====== Data provided

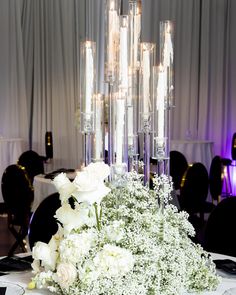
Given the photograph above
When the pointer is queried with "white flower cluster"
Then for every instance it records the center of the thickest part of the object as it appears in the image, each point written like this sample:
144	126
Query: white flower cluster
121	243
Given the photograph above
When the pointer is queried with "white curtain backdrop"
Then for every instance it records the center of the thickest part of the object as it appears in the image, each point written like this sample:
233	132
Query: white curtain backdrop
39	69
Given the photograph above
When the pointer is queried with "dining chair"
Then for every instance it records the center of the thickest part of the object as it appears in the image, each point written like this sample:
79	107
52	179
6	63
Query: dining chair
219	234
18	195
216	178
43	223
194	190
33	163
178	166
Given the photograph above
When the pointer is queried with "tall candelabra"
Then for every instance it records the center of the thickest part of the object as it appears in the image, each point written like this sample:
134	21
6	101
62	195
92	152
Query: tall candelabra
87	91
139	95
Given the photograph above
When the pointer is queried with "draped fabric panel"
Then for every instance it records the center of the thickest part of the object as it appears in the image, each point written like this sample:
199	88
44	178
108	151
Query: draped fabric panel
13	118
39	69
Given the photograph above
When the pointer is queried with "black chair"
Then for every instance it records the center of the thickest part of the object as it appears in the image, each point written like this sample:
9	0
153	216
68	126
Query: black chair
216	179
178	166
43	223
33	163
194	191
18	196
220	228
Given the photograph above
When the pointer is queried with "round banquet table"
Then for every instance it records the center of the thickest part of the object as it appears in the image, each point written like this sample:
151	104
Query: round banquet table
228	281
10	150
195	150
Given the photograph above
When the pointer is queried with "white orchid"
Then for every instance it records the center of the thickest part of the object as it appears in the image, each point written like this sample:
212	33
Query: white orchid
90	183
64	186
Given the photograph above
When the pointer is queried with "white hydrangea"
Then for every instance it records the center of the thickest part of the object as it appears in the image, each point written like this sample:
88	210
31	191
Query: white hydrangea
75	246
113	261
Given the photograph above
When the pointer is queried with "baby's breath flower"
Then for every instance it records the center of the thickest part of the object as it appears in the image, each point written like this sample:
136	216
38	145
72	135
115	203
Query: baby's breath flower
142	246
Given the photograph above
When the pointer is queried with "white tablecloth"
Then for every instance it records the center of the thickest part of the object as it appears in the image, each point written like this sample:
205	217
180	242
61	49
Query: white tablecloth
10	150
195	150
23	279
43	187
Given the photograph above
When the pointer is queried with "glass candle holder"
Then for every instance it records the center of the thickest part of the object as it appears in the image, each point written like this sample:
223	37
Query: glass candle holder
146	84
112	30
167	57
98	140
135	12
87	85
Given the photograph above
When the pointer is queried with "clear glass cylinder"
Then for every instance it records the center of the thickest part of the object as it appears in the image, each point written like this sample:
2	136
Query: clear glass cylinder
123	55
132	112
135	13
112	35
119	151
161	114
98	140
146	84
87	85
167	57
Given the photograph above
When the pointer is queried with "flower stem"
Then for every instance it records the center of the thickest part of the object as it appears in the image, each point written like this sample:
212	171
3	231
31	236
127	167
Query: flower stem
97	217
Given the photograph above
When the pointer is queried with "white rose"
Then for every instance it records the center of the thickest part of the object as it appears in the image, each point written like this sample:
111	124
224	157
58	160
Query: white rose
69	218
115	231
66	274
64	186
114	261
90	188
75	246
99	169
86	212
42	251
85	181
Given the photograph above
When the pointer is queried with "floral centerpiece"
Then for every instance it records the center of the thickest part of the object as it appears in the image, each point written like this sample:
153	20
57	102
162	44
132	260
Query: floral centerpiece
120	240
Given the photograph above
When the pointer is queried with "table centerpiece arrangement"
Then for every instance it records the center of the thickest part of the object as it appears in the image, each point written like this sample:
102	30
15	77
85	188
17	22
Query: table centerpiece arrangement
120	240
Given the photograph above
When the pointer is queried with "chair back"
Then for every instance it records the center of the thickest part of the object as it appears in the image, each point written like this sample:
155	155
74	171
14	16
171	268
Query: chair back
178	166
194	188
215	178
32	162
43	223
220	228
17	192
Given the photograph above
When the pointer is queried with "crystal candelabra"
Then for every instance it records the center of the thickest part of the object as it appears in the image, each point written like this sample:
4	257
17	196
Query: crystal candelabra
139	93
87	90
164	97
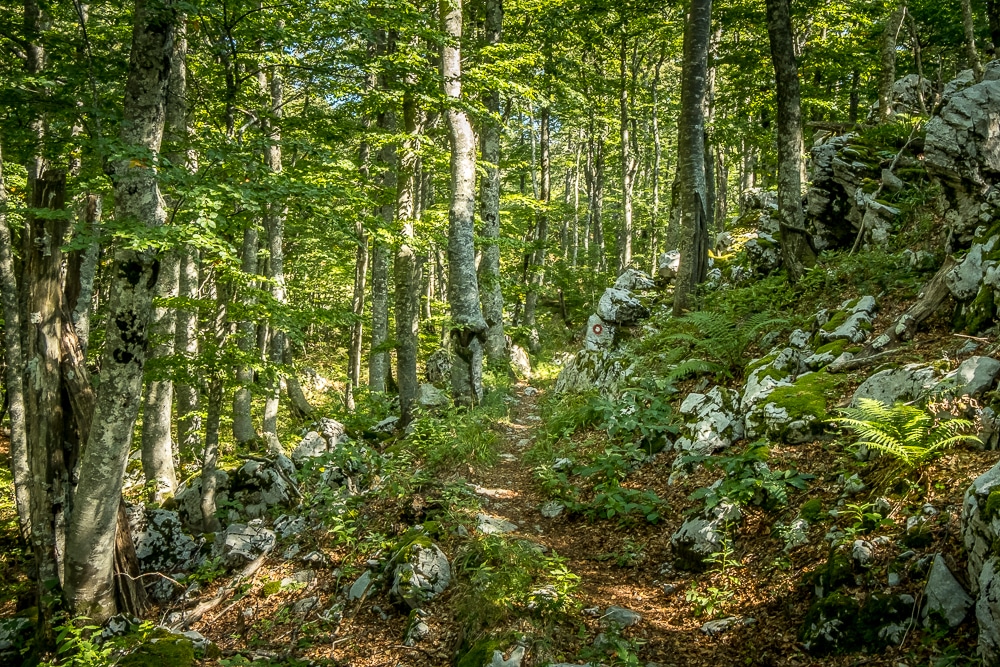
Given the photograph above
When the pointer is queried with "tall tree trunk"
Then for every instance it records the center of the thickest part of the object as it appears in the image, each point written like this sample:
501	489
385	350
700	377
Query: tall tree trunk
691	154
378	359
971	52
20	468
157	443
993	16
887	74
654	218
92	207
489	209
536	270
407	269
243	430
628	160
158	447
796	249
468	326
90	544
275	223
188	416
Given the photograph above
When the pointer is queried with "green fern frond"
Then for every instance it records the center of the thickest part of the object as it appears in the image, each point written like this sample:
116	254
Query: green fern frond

============

__Work instructions__. Please return each line of the material above that contains the word "baby", copying every such line in full.

__The completed task__.
When the pointer is queried with "baby's breath flower"
Query: baby's breath flower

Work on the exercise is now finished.